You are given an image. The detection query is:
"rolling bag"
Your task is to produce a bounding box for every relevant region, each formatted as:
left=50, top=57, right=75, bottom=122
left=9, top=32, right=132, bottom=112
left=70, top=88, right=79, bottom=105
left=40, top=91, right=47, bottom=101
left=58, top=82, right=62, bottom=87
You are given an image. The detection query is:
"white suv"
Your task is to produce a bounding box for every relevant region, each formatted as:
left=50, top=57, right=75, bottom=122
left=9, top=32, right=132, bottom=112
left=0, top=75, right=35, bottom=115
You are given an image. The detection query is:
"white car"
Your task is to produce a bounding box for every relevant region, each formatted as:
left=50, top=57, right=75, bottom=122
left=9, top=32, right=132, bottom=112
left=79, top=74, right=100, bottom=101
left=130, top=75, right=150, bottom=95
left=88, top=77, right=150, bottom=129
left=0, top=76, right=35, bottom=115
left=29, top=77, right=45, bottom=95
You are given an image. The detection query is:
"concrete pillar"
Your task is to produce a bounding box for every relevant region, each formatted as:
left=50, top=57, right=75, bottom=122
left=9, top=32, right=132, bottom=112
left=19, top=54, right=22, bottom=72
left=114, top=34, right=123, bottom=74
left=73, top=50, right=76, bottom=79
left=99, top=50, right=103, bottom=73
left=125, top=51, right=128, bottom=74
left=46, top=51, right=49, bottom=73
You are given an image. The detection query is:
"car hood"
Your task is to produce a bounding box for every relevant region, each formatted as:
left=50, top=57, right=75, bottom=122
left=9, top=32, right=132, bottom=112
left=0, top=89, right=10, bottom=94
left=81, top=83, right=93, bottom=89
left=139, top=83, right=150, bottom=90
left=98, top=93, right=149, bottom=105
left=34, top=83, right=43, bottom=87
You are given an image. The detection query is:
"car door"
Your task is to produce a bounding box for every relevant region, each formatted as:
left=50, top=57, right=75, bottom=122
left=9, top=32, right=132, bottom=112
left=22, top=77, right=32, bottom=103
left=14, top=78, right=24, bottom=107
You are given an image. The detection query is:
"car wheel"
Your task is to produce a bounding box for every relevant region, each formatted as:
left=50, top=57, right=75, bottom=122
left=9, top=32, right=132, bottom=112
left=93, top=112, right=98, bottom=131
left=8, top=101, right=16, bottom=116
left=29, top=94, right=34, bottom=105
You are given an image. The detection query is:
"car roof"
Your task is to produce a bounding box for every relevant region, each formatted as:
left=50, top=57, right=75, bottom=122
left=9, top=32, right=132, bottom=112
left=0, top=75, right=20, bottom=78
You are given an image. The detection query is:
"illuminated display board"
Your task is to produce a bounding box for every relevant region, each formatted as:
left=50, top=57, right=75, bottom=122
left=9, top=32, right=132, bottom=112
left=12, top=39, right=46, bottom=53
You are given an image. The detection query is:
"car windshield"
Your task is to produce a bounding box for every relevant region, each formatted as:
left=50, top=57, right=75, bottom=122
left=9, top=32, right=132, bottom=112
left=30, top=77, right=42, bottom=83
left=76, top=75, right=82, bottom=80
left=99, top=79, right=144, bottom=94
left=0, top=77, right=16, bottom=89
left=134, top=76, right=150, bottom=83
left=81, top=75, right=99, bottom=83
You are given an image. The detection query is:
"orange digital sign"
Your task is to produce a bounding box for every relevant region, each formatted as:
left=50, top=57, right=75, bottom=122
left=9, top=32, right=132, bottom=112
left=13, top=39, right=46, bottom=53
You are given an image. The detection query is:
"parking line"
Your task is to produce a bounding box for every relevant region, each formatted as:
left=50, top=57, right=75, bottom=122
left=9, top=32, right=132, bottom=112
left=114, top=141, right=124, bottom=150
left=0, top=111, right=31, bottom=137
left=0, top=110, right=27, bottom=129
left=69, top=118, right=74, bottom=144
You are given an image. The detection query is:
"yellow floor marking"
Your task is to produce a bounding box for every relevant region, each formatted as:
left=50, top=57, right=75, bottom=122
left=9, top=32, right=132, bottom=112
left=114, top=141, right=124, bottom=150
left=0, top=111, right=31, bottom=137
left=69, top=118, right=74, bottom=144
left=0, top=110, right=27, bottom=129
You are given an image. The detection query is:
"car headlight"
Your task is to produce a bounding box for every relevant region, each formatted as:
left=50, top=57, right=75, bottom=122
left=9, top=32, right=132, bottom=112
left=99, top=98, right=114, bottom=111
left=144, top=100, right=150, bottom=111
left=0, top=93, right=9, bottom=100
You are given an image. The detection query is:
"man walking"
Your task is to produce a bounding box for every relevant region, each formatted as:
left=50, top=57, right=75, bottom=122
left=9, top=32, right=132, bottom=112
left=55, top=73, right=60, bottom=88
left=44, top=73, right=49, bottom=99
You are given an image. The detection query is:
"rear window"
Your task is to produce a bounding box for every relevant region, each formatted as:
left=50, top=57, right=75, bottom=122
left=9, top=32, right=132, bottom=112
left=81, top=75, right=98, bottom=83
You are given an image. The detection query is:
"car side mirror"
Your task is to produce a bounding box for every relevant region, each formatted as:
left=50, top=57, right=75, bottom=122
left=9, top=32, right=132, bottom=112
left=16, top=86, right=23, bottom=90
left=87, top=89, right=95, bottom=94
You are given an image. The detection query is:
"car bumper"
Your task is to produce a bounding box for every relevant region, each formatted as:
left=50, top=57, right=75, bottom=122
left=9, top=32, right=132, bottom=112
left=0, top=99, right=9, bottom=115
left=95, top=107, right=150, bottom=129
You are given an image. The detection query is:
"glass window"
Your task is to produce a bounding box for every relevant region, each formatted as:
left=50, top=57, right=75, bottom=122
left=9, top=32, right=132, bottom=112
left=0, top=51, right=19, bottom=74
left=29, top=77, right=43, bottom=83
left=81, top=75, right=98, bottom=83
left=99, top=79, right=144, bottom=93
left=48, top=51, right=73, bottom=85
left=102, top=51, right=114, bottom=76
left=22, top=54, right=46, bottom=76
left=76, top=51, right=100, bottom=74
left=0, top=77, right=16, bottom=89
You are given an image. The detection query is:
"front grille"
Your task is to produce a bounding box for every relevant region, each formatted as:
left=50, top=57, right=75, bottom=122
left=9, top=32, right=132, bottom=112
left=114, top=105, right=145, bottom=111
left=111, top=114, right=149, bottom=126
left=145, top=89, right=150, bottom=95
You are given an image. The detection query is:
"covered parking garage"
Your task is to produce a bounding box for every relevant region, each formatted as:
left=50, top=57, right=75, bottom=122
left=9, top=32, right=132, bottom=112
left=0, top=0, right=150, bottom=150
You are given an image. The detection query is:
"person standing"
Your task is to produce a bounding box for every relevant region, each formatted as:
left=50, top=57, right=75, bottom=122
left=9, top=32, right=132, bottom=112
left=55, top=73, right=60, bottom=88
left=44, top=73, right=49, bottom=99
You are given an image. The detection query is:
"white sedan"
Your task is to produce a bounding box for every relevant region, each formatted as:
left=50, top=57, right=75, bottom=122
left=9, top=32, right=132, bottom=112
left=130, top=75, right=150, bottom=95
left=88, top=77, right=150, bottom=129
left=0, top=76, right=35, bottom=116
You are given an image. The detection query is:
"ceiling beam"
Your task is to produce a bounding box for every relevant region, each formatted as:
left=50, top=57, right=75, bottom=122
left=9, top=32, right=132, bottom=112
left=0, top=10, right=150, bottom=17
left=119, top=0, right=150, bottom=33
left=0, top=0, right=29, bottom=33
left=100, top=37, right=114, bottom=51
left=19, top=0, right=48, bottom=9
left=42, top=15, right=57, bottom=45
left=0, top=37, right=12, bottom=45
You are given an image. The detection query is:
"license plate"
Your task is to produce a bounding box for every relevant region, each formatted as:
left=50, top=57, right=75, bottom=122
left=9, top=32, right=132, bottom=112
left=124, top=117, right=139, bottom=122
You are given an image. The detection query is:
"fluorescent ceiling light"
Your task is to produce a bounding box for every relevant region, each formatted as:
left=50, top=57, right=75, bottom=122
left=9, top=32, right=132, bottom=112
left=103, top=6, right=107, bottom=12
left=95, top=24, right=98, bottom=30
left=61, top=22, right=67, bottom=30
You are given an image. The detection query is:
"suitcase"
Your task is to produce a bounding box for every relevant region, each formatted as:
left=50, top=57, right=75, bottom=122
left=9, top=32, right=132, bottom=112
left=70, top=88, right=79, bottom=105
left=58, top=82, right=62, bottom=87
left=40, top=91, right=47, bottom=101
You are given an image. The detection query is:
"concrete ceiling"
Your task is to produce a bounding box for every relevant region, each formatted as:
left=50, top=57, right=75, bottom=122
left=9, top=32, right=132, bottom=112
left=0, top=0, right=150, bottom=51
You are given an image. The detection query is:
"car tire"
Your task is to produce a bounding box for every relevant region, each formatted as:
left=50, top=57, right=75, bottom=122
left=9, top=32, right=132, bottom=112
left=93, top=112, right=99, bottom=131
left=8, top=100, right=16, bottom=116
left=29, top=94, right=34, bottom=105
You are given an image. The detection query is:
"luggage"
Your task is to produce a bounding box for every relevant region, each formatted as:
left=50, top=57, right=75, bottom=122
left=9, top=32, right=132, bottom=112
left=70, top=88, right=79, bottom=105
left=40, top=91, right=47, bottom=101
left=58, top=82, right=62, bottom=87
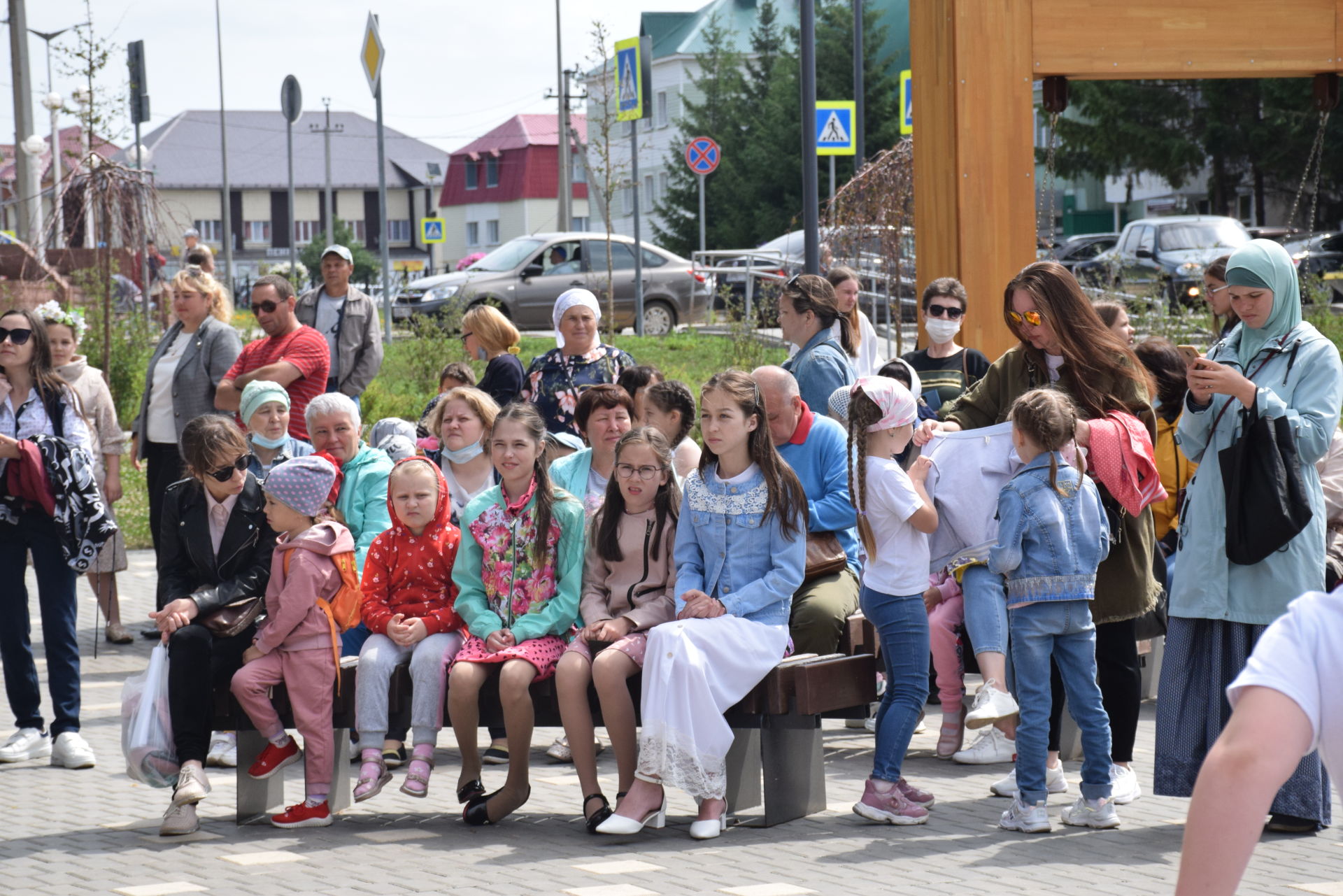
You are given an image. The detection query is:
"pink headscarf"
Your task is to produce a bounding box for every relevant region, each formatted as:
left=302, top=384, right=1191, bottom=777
left=850, top=376, right=918, bottom=432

----

§ **DESCRIPTION OF THE TASK**: Show each line of the entries above that contains the string "ceiling", copied in full. Case counts when matching.

§ **EXERCISE RESPONSE**:
"ceiling beam"
"fluorescent ceiling light"
"concrete ceiling"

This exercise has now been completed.